POLECENIE:
Przepisz dokładnie fragment tekstu o odchodzeniu od energii jądrowej w Europie, zaczynając od słów „Nareszcie! Nareszcie grinpisy” i kończąc na słowach „2 w Badenii-Wirtembergii.”.

FRAGMENT TEKSTU:
—————
Greenpeace, greengas, greencarbon

Nareszcie! Nareszcie grinpisy i inni niebywale zieloni, z troską pochylający się nad każdym żyjątkiem, każdą roślinką, nad przyrodą i klimatem odnieśli gigantyczny sukces. Ich uwieńczoną sukcesem akcję, przynajmniej w Europie, śmiało można określić mianem Blitzkrieg! O co chodzi? Po kolei. W przyszłym roku

Niemcy mają zakończyć proces odchodzenia od energii atomowej, zapoczątkowany decyzją z marca 2011 roku, kiedy to po katastrofie w japońskiej elektrowni Fukushima rząd w Berlinie postanowił przyśpieszyć wyłączenie wszystkich niemieckich elektrowni jądrowych oraz rozwijanie energetyki opartej na źródłach odnawialnych. Tuż przed końcem 2019 roku, zgodnie z harmonogramem, zatrzymany został reaktor Philippsburg 2 w Badenii-Wirtembergii.

Niemcy nie są jedyne. Swoje elektrownie atomowe postanowiła zlikwidować Francja. Trzy lata temu gruchnęła wieść, że

Największy europejski producent energii z atomu w kolejnej dekadzie ma rozpocząć zamykanie elektrowni jądrowych, nie licząc dwóch najstarszych reaktorów, które zostaną zamknięte już za dwa lata. W zamian prezydent Emmanuel Macron zapowiada zwiększenie francuskiego potencjału odnawialnych źródeł energii. Moc farm wiatrowych na lądzie do roku 2030 ma wzrosnąć trzykrotnie, a elektrowni fotowoltaicznych nawet pięciokrotnie.

Wreszcie

Do roku 2025 Belgia najprawdopodobniej wyłączy swoje obie elektrownie jądrowe. To warunek postawiony przez belgijskich Zielonych, którzy weszli do nowego rządu. Atom zostanie jednak zastąpiony nie tylko przez odnawialne źródła energii, ale również przez elektrownie spalające gaz ziemny.
—————
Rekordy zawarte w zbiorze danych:
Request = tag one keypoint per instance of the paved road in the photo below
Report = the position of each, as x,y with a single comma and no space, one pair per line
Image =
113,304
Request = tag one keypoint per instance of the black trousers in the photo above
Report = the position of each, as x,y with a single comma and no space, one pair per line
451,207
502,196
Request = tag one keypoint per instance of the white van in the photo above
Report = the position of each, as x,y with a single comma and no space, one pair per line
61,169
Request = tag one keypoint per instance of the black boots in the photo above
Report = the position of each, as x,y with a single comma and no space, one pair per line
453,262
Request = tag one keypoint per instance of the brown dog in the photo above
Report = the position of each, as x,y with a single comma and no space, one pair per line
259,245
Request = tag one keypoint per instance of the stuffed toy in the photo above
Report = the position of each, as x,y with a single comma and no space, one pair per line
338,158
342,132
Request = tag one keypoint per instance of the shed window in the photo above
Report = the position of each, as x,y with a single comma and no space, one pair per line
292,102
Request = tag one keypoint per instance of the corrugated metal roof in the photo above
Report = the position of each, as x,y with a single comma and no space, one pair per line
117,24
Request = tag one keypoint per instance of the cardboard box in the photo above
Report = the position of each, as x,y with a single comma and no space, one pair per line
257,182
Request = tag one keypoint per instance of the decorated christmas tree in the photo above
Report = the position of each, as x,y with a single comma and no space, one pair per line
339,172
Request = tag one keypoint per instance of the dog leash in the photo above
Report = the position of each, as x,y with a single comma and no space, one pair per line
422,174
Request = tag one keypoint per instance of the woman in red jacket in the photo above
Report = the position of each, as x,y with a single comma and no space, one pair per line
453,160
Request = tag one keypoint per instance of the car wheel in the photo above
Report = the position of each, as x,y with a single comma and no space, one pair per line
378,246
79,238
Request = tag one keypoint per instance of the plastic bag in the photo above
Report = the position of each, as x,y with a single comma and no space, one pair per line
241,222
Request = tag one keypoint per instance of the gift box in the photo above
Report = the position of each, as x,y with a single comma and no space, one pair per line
—————
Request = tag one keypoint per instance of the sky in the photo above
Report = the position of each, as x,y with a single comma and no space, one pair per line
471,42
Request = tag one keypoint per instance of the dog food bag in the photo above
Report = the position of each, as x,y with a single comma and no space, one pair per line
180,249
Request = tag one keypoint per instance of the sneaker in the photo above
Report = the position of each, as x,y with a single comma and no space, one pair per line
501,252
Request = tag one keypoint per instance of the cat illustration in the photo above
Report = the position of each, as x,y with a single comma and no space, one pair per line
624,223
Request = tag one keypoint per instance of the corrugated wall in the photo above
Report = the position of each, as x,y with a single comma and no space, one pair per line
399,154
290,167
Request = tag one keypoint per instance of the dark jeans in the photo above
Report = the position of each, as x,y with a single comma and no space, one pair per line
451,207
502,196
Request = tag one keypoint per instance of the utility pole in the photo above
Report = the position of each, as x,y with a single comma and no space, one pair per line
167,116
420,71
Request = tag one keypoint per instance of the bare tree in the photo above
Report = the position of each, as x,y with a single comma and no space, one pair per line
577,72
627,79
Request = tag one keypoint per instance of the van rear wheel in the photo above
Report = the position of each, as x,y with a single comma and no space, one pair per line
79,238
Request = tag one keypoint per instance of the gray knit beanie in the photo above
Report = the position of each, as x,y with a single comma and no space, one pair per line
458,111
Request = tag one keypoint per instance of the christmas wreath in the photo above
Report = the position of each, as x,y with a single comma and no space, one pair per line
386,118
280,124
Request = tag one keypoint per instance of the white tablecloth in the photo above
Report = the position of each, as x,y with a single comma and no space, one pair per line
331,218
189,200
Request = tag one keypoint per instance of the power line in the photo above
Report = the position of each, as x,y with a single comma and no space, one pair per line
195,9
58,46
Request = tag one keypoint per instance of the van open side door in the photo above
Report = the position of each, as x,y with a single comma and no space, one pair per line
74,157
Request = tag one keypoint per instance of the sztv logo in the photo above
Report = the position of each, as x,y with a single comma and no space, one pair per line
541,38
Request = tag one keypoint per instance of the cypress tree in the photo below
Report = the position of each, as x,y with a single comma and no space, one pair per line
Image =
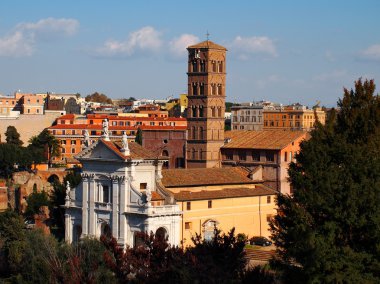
—————
MIEJSCE NA ODPOWIEDŹ:
Nareszcie! Nareszcie grinpisy i inni niebywale zieloni, z troską pochylający się nad każdym żyjątkiem, każdą roślinką, nad przyrodą i klimatem odnieśli gigantyczny sukces. Ich uwieńczoną sukcesem akcję, przynajmniej w Europie, śmiało można określić mianem Blitzkrieg! O co chodzi? Po kolei. W przyszłym roku

Niemcy mają zakończyć proces odchodzenia od energii atomowej, zapoczątkowany decyzją z marca 2011 roku, kiedy to po katastrofie w japońskiej elektrowni Fukushima rząd w Berlinie postanowił przyśpieszyć wyłączenie wszystkich niemieckich elektrowni jądrowych oraz rozwijanie energetyki opartej na źródłach odnawialnych. Tuż przed końcem 2019 roku, zgodnie z harmonogramem, zatrzymany został reaktor Philippsburg 2 w Badenii-Wirtembergii.